_Entries supplied_.
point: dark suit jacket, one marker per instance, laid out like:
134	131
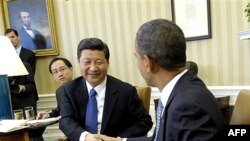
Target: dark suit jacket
29	96
28	56
27	41
56	112
191	113
123	113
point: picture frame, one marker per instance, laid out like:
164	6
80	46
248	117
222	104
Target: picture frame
35	24
193	17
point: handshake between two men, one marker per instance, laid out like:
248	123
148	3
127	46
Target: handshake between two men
100	137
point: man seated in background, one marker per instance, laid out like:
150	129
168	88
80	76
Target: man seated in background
99	103
62	71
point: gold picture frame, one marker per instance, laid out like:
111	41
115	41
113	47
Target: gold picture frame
193	17
40	15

_Exercise_. Starting with the line that contains "point: man seated" and running through the end of the records, both included, format the lines as a JSON list of strings with one string per line, leaving out any blank lines.

_Reply_.
[
  "point: man seated in background, one marker per instance, laid out like:",
  "150\t129",
  "168\t88",
  "80\t76",
  "Target: man seated in background",
  "99\t103",
  "62\t71",
  "point: gold picture frame, one marker per instance, laid out like:",
  "111\t41",
  "115\t41",
  "113\t47",
  "Target: gold picture frame",
  "193\t17",
  "40\t15"
]